>> Start
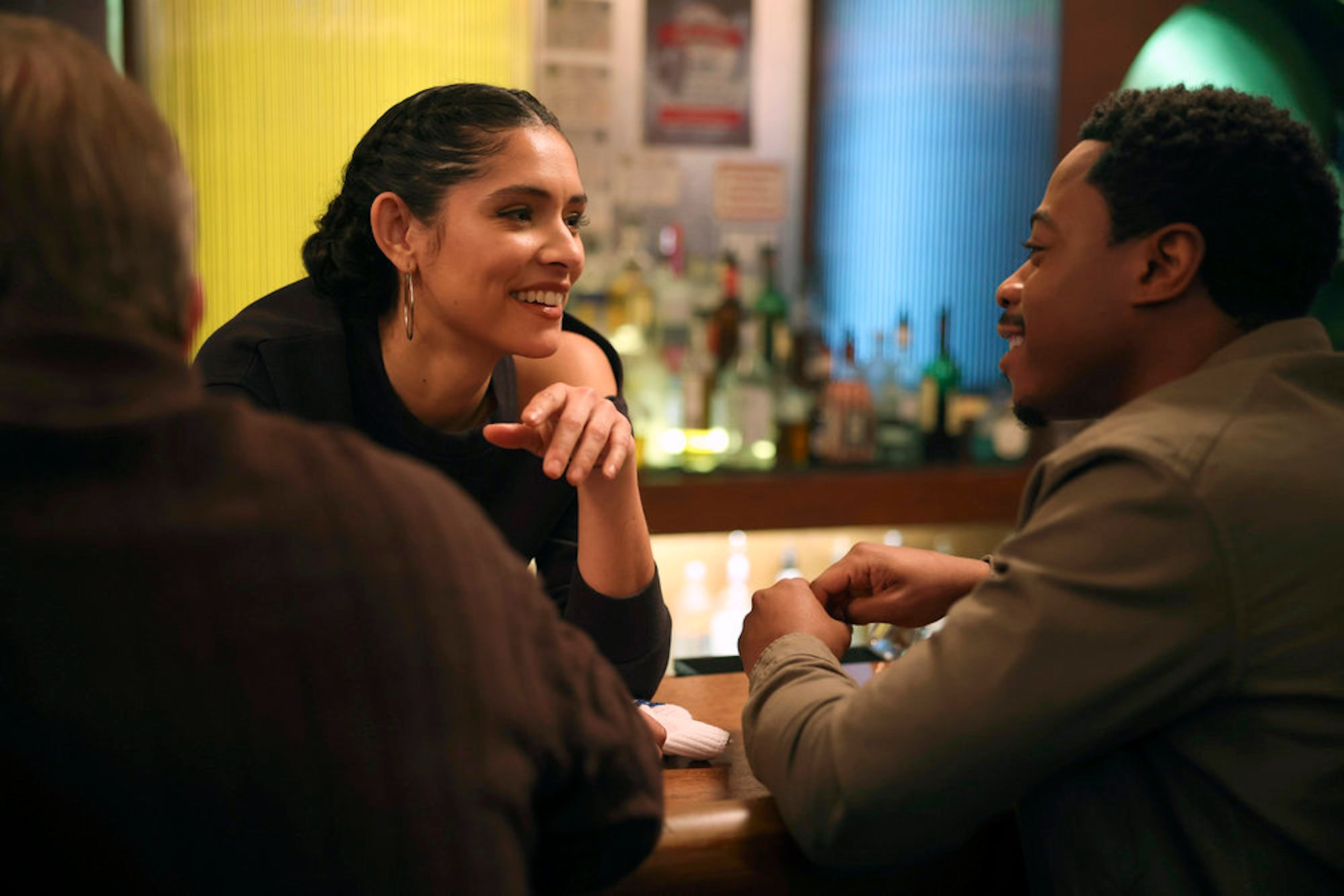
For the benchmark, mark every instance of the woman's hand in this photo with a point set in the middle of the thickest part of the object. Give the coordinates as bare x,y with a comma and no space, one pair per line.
573,429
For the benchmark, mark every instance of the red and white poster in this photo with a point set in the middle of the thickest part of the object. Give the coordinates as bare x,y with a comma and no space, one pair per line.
698,73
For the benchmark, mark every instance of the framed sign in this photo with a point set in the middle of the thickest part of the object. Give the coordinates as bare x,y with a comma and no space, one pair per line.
698,73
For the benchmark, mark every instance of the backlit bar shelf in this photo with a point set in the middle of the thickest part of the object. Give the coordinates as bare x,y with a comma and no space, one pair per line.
830,498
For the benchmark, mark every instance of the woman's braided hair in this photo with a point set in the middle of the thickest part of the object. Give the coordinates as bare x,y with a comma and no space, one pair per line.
417,150
1238,169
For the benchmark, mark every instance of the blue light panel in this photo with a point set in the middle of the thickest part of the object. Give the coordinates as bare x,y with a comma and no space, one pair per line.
935,142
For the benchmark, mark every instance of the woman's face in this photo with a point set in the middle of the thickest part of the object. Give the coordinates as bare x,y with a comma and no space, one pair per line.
497,268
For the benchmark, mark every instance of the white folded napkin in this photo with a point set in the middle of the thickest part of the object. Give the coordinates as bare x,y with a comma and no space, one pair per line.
686,737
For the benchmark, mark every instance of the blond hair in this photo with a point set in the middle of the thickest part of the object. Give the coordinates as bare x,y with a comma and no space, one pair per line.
96,212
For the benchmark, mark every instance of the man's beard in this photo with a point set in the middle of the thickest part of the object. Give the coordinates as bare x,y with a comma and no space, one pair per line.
1030,417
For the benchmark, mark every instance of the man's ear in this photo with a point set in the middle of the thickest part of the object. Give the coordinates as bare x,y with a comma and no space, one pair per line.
392,222
1173,257
196,314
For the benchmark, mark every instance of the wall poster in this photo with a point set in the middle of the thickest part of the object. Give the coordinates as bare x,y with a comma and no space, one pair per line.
698,73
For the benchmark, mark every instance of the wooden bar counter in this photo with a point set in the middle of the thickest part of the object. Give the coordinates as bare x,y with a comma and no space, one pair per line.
826,498
722,834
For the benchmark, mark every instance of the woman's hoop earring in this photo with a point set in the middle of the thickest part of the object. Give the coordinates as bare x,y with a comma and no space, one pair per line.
409,307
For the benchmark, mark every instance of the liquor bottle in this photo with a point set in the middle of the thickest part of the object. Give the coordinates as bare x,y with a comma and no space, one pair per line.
728,316
752,402
898,441
846,427
939,420
697,378
772,310
628,299
794,409
736,600
693,611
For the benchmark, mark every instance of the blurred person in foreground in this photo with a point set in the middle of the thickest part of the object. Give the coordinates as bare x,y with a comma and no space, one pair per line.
240,652
1151,670
433,322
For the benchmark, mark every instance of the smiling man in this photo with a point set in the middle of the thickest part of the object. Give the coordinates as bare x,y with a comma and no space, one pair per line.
1151,671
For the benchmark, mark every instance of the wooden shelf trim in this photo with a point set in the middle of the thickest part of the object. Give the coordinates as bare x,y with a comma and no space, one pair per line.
726,502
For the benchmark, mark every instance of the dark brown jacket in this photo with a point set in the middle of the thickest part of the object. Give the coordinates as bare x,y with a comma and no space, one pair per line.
245,654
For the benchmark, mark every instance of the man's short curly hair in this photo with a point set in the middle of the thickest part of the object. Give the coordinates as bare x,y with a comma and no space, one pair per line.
1240,170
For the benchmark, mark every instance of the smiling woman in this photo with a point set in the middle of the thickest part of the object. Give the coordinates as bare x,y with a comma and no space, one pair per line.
433,320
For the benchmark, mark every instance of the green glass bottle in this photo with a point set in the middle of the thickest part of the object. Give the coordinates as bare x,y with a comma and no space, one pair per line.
939,420
772,310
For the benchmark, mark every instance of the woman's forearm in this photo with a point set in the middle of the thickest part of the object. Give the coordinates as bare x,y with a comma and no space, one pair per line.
615,553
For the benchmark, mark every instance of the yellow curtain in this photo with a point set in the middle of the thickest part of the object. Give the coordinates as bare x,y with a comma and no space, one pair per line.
269,97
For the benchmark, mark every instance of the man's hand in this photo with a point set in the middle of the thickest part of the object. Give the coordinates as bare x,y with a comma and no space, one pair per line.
908,588
786,608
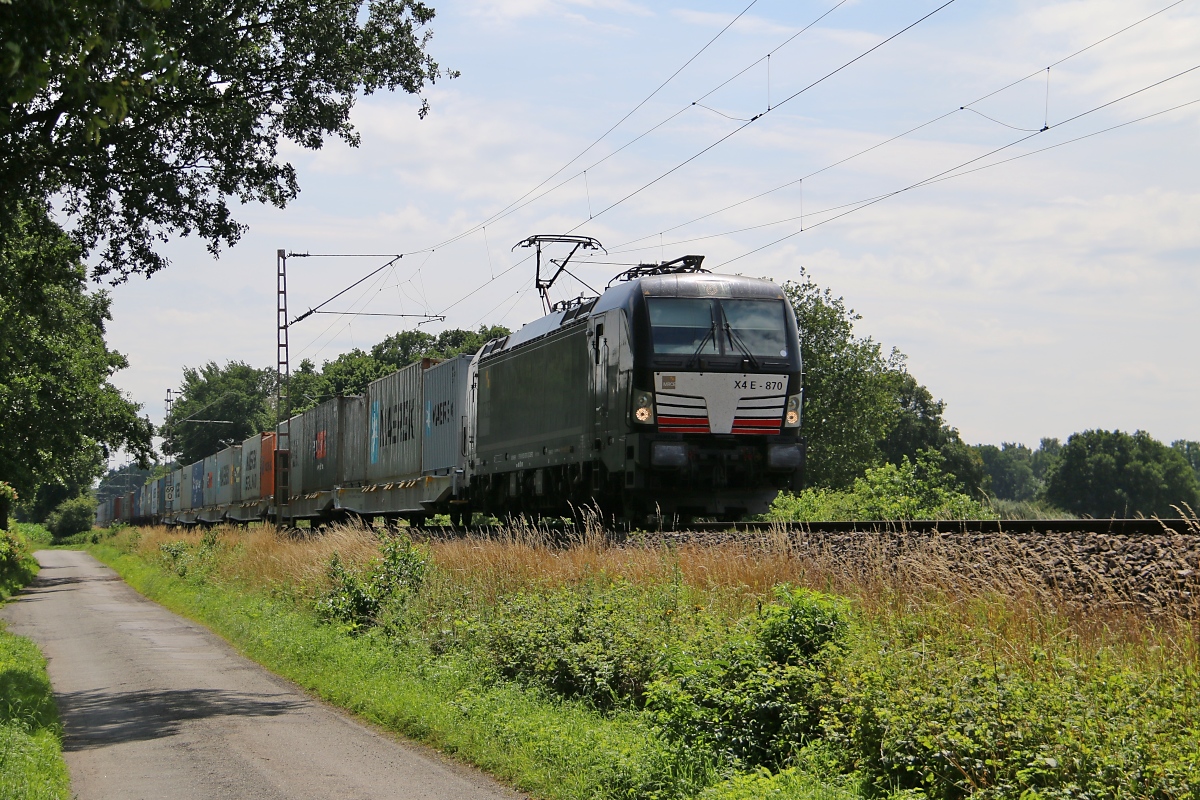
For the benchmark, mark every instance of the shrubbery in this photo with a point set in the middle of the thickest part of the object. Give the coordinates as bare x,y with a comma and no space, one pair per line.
905,491
75,516
358,599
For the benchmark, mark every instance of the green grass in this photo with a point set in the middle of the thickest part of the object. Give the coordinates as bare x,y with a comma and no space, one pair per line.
31,765
547,746
36,534
597,672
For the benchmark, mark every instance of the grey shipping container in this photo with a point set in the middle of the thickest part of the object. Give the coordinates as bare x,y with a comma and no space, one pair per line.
210,481
175,492
228,465
251,467
323,449
394,425
295,444
197,497
353,468
445,415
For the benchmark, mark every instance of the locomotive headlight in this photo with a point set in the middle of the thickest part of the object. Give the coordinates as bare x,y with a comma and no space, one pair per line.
792,416
643,408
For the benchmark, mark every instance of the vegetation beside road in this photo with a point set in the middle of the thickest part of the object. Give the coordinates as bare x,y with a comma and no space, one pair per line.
725,672
31,765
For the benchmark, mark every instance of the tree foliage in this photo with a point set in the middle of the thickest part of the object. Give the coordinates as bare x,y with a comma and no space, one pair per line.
1191,451
1013,471
219,407
351,373
919,489
1105,474
862,405
59,411
149,116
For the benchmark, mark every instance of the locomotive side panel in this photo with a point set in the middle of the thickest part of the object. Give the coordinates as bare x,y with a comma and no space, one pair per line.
227,471
394,426
352,441
534,404
444,415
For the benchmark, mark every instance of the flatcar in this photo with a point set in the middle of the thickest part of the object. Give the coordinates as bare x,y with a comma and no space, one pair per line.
675,392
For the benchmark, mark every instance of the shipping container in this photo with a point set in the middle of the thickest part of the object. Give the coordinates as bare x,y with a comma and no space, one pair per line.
354,438
197,500
445,409
394,425
323,449
228,465
160,507
210,481
267,467
295,444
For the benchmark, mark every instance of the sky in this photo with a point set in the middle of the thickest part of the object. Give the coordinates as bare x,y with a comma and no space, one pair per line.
1038,296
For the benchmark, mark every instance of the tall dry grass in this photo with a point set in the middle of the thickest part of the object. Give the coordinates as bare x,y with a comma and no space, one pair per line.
887,576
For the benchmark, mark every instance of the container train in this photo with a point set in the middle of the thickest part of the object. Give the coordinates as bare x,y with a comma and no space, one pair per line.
676,392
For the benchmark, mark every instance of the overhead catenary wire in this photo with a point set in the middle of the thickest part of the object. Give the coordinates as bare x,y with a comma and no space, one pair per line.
912,130
523,203
954,170
516,204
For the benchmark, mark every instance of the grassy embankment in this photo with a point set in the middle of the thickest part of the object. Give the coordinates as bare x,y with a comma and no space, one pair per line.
31,765
744,669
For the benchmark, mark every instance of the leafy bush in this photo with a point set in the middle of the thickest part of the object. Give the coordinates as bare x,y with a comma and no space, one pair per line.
75,516
760,697
942,710
358,599
905,491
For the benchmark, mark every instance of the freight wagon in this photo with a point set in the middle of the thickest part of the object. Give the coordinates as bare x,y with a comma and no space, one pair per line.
675,392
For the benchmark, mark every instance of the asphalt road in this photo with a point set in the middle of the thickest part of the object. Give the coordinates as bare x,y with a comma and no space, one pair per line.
156,707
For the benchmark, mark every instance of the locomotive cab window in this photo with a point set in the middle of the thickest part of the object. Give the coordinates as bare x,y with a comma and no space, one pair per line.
712,326
759,325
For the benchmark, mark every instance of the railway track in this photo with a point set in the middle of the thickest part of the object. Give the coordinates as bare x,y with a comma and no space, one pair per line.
1147,564
1012,527
1096,527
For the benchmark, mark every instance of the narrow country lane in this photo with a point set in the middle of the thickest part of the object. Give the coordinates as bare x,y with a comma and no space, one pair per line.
156,707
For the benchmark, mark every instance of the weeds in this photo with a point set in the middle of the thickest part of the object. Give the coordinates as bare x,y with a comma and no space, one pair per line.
864,666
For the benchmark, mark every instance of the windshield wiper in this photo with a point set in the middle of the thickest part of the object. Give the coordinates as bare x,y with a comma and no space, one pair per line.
711,332
742,346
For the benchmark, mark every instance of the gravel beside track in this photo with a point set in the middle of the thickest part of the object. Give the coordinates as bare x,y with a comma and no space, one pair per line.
1140,564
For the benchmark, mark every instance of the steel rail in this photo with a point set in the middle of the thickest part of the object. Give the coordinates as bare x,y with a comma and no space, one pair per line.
996,527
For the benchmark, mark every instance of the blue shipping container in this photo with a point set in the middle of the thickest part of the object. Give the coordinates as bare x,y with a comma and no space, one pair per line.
198,485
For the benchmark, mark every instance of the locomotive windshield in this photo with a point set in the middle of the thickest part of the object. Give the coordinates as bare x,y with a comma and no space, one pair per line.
718,326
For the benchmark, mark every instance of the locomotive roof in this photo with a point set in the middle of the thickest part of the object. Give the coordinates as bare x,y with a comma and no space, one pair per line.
691,284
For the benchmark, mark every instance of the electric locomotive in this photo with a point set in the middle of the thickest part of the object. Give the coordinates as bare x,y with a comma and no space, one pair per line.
676,392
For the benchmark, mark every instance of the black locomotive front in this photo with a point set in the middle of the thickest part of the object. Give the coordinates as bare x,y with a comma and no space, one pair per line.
715,395
671,394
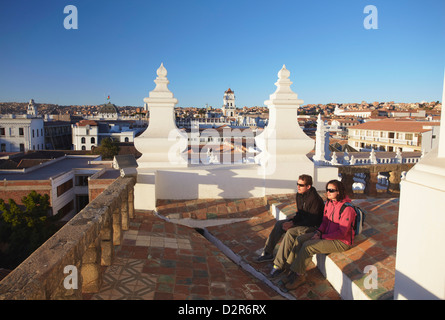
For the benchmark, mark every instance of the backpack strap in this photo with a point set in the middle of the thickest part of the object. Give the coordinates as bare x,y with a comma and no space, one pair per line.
343,207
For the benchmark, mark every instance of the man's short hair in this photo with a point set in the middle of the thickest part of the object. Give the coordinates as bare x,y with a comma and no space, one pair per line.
306,178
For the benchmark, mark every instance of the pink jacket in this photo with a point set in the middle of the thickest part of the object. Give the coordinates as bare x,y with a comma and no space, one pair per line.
332,227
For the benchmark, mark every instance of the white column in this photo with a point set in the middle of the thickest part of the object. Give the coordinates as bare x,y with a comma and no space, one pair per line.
420,259
162,143
283,143
441,153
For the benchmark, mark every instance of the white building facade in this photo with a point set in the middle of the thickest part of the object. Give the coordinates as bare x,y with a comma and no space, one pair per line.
229,107
21,133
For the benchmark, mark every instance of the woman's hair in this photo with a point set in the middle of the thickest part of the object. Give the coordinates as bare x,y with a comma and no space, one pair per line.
340,187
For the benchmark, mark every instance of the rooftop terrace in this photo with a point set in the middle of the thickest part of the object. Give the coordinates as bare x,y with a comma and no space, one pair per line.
195,249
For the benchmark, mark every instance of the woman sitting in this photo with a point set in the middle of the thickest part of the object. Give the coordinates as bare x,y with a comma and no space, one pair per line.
335,234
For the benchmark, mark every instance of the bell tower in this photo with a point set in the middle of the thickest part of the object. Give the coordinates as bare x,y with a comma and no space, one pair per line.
229,103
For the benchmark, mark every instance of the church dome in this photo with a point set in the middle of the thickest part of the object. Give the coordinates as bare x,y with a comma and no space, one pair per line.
108,108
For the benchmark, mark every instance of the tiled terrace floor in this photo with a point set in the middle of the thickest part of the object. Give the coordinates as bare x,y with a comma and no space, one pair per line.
161,260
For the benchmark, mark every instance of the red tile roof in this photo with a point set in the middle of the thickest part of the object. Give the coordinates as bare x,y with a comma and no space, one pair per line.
396,125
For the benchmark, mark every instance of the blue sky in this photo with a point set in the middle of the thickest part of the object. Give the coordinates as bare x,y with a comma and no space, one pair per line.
209,46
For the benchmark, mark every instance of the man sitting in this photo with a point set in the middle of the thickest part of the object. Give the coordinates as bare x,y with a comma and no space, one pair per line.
307,218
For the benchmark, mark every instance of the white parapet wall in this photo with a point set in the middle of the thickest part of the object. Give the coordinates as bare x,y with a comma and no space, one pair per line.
215,182
420,260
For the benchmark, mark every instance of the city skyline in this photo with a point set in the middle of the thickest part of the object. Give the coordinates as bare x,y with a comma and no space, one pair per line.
209,46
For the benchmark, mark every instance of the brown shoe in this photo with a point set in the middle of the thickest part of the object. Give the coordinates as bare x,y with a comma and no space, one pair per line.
297,281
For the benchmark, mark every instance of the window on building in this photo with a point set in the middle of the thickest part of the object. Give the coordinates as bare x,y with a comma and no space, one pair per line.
81,180
66,208
64,187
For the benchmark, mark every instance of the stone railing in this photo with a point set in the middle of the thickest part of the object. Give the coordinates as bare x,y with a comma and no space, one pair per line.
371,178
69,263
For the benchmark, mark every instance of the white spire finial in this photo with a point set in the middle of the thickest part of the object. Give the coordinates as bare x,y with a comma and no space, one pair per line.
441,149
283,74
161,72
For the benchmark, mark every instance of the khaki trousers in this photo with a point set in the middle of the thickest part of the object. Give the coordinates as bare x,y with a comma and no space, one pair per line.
285,255
305,248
>> End
* _Exercise directions_: Beginning at the line containing "For the benchmark, mark every instance of the man sitting", repeat each line exactly through the last line of the entries, and include no other lines.

* _Answer to this problem_:
For the benchmark, mark every instance of the man sitting in this photo with a point set in the middle of the thickest part of the object. Give the coordinates as bare x,y with a comma and no space, one pair per line.
307,218
For the benchmark, mark every instance of the white parapet wall in this photo with a point set in the middle of the thickest part of the object. Give the coordinates as bare x,y with a comma and no space, one pair per line.
215,182
420,260
For the benchmark, mark every instance of the city skyline in this photo with a point set in the middle of the thickest part of the object. Give the coordinates as bare x,y with a comma and no space, one pair per line.
209,46
For the benchmark, mark every instance of the brown shoe in this photo with a point set in the middle of the thickest part of the object. Give the coordinates as bare x,y with a comma and no space, one pair per line.
297,281
For the benchmark, mark every instance of the window on building in this photo with a point set in the middle of the thickest part of the object. Give the coordinates as bare x,y with a comma and no space, one pair per line.
81,180
66,208
64,187
For the benchmark, mark every instance of the stone railing in this photo with a point set in the middle of the thickest part of the object. Give the coordinates as bare x,y with a comma and no space, one pair per line.
371,178
69,263
For the benchmark, mark every instance of the white spire finial in this photo with a point set in the middle of the thickest part of the object. Give the coordinates as bare x,y with a comma and no space, one pair per line.
441,149
283,74
161,72
For the benchmark, mark every instance of the khaki trousers in this photo with a point set in the middle of the thickest part of the object. Give the coordinates as bare x,y with a comma and no space, one pair per line.
285,255
305,248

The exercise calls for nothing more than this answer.